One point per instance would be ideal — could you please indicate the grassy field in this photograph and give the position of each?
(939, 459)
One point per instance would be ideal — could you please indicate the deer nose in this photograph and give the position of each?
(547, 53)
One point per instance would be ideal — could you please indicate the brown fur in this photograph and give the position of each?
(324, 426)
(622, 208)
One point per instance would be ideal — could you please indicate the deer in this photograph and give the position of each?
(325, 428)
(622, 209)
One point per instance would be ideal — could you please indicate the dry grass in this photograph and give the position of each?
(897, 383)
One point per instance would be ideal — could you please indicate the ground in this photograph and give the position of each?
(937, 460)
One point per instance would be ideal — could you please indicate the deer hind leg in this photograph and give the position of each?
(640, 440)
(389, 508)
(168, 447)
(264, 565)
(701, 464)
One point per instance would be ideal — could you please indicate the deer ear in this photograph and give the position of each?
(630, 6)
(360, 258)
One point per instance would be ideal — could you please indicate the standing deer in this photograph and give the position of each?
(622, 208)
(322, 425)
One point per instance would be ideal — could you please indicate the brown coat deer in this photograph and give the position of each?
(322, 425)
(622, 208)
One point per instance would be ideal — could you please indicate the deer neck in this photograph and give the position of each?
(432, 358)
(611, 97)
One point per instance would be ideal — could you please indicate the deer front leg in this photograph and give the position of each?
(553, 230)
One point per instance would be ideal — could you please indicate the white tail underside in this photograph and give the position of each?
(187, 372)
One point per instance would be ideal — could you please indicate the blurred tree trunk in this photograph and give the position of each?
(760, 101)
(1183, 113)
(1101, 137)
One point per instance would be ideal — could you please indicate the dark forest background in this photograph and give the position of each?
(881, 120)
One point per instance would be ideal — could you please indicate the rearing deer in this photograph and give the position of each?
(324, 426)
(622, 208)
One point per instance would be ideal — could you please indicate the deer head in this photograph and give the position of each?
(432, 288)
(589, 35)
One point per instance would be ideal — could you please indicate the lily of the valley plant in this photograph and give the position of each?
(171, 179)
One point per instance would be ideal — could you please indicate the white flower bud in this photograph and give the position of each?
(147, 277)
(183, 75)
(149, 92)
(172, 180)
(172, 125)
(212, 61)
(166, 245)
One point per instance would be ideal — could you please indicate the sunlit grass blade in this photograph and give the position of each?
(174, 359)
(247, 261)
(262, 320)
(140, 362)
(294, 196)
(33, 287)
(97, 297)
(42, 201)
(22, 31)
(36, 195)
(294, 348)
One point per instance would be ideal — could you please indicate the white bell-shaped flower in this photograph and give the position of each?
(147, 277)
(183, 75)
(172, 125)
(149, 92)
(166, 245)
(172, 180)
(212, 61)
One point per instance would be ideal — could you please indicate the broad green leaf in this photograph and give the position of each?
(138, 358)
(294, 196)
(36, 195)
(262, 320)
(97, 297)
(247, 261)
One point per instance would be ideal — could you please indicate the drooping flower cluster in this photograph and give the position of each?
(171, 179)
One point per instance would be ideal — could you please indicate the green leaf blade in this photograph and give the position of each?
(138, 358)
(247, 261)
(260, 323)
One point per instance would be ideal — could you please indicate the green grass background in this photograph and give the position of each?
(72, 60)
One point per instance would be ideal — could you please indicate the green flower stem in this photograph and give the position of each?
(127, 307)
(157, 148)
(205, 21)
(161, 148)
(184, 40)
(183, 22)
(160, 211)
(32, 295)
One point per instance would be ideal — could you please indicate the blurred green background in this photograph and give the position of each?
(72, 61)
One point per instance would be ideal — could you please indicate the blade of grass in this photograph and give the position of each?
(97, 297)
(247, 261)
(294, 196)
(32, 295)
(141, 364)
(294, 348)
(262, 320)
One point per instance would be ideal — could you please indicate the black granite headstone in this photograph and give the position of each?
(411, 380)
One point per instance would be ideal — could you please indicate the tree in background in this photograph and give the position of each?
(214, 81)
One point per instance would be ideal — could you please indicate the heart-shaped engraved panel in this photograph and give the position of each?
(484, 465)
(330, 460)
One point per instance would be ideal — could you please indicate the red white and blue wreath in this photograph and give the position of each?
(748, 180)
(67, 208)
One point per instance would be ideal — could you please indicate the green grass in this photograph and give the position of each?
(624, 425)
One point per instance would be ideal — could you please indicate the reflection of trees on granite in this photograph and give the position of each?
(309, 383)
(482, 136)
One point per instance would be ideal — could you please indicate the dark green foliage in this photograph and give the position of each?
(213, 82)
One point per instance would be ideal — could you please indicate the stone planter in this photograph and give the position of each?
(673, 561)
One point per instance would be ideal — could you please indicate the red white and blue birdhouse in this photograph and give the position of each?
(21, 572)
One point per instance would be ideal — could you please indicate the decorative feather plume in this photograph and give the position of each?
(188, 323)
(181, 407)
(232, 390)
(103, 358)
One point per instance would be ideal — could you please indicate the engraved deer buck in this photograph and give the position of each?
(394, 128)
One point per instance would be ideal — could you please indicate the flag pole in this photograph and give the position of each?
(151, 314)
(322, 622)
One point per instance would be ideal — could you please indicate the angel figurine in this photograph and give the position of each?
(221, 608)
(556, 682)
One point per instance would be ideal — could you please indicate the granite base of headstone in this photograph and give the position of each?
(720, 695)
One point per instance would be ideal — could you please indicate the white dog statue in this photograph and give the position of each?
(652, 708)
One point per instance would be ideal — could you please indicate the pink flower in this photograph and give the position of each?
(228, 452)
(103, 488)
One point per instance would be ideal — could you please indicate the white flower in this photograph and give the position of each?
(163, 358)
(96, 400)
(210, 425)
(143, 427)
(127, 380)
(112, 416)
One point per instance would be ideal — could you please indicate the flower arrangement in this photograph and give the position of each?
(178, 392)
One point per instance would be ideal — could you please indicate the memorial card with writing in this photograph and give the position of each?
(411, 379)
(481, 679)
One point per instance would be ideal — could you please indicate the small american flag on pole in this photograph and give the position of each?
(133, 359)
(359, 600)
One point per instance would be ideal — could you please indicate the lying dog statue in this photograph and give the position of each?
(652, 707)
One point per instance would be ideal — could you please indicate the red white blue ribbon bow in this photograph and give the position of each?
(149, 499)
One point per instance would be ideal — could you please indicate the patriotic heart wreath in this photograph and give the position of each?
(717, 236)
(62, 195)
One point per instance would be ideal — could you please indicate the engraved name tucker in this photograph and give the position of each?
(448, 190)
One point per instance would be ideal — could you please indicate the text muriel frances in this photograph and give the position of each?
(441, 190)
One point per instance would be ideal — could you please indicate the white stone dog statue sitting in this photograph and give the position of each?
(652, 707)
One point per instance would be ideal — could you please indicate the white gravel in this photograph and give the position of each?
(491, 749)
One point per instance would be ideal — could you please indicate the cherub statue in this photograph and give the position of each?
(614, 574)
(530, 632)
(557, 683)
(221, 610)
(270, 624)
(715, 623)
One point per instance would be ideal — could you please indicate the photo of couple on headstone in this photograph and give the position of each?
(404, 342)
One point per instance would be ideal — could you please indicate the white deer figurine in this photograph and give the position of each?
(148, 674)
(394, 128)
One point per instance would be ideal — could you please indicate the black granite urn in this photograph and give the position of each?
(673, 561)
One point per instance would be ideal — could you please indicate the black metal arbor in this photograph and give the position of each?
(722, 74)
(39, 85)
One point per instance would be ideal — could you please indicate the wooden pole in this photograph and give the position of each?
==================================================
WORK INSTRUCTIONS: Echo the material word for word, starting at the line that contains "the white deer" and ending at the end of the material.

RIGHT ANSWER:
One point per instance would be ideal — could you please indicate the white deer figurine in this photograph and give the position of each?
(148, 674)
(394, 128)
One point per instance would be ideal — could you please indicate the black granite urn in this photograph and give the position of each?
(673, 561)
One point per instance would be ideal — could you please indicate the black metal arbor in this photograph and give the position of each?
(722, 74)
(39, 85)
One point per instance would be ideal — could you please indicate the wooden pole in this photograph and give the position of each?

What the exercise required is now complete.